Goal of the exercise
Please copy out, character for character, the lines from the entries below starting at the line containing "--target shrub --all-instances" and ending at the line containing "Provide the mask of every instance of the shrub.", including both of those lines and nothing else.

Information supplied
====================

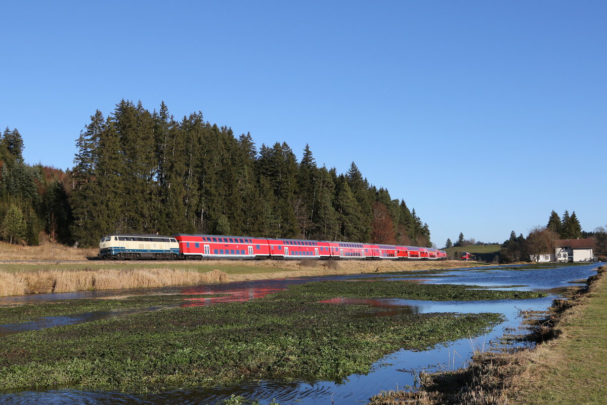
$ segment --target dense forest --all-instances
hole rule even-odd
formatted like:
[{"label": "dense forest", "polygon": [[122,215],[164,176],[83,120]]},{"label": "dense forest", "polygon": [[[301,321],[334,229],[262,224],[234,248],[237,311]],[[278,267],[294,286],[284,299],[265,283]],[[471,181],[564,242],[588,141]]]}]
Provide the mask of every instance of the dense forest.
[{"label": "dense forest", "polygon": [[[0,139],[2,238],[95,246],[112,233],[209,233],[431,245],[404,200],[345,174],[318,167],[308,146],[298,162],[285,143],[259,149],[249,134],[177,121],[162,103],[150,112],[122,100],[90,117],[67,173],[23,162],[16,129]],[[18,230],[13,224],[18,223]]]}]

====================

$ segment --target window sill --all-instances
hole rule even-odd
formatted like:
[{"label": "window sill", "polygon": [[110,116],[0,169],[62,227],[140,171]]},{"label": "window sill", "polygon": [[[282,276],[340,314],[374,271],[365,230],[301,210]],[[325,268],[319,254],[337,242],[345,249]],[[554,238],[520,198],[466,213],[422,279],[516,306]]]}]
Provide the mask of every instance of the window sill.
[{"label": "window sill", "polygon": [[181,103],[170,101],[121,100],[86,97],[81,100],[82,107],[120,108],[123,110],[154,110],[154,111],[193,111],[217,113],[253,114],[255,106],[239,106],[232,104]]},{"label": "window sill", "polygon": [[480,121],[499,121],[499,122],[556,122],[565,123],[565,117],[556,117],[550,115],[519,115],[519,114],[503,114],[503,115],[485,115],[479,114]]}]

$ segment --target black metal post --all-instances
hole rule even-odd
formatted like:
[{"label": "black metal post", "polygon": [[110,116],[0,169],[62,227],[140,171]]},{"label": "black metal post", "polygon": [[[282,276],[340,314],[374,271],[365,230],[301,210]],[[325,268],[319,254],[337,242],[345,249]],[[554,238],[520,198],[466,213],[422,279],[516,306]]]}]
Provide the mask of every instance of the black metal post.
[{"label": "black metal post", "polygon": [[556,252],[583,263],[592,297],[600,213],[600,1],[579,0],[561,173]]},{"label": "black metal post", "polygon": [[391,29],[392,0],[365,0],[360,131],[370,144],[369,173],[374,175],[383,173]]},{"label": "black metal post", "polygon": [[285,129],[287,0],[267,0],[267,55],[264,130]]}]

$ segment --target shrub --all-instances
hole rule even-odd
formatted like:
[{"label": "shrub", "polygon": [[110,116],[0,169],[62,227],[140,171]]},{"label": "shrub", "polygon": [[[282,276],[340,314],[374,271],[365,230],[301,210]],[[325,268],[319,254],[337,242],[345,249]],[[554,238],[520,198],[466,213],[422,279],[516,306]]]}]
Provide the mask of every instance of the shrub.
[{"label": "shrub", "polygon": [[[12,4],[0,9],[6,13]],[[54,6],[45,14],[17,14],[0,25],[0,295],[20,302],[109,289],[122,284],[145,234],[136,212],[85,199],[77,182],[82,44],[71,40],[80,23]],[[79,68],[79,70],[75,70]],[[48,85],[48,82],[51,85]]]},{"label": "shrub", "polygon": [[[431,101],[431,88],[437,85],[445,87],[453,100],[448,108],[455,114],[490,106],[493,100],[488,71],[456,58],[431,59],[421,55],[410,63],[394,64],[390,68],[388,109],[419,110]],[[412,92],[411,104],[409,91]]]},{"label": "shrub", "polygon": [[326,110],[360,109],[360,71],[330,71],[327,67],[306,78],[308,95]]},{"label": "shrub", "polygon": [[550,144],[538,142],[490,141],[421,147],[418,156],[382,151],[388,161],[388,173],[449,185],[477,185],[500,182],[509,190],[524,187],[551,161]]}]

====================

Solution for this task
$ segment --target shrub --all-instances
hole rule even-odd
formatted like:
[{"label": "shrub", "polygon": [[110,116],[0,169],[62,227],[140,171]]},{"label": "shrub", "polygon": [[[282,276],[340,314],[374,271],[365,230],[301,210]],[[325,268],[319,254],[337,242],[345,249]],[[554,238],[520,198],[466,213],[422,279],[516,306]]]}]
Provide the mask of every instance of the shrub.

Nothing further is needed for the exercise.